▶ _WHAT THE TASK ASKS_: In how many lines of the records does the word "every" appear? Reply with the number and nothing else.

Point-per-instance localization data:
******************************

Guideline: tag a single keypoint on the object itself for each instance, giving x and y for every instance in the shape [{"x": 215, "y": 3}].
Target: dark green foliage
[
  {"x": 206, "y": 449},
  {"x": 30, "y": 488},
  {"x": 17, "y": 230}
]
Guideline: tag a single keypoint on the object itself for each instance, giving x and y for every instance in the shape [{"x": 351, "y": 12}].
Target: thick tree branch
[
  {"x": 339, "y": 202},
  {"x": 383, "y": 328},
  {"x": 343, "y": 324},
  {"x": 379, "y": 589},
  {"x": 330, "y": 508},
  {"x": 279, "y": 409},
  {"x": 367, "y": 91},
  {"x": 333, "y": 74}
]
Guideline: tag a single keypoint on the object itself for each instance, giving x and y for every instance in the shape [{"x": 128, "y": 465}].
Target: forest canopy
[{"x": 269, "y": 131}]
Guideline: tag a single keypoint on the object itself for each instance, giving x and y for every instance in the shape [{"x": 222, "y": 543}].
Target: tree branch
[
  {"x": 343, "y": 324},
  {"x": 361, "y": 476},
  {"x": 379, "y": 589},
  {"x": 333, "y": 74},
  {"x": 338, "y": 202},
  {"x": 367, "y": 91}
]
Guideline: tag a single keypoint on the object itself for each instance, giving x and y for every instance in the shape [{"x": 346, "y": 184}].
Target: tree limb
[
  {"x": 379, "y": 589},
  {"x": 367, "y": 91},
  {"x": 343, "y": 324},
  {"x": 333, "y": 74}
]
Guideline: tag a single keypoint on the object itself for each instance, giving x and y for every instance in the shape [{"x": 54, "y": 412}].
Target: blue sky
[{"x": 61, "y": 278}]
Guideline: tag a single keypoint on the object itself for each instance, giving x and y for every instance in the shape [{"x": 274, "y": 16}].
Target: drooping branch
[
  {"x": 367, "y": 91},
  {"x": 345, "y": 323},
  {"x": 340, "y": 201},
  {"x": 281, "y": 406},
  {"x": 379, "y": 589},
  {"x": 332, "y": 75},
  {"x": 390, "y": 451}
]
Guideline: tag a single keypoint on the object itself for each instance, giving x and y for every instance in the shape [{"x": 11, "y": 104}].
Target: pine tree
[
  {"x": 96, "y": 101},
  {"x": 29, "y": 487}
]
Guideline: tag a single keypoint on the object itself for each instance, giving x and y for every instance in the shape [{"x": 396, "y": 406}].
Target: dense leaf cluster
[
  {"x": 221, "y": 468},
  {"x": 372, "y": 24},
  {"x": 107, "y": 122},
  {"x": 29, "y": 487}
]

******************************

▶ _TASK ANSWER_: 9